## Quoted passage
• • •
March 6th, 2020
I’m not one of those “I have imposter syndrome woe is me” type of people.

But I definitely experienced a little mini revelation about impostor syndrome.


Before my startup days, I worked as a software engineer. I learned coding from a bootcamp, a non-traditional route.

To be honest, I never thought I was a good engineer. I wasn’t a bad engineer, I was just very mediocre.

I was never able to talk “high level” with other engineers about programming concepts and technologies, so when our engineering teams would have discussions or meetings, I would feel inadequate and just shut down.

I was never good at code reviews. I couldn’t (and still really can’t) read code abstractly - in other words I’m not good at reading code on paper and understanding what it does. It’s better if I write it or walk through it with a debugger.

It always felt like I was moving too slow, and the other engineers were just a whole different level in terms of skill, speed, intelligence, etc - they could just pick things up faster.
• • •
## Given information
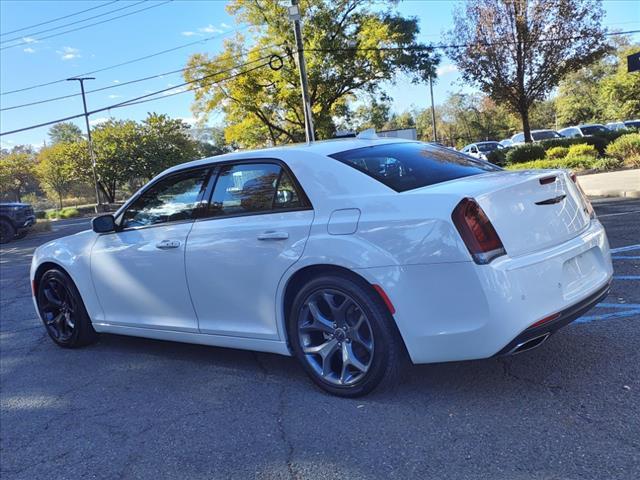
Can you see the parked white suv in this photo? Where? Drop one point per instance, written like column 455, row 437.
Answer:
• • •
## What you should do
Give back everything in the impostor syndrome post from "Before my startup" down to "just very mediocre.", word for word.

## Task solution
Before my startup days, I worked as a software engineer. I learned coding from a bootcamp, a non-traditional route.

To be honest, I never thought I was a good engineer. I wasn’t a bad engineer, I was just very mediocre.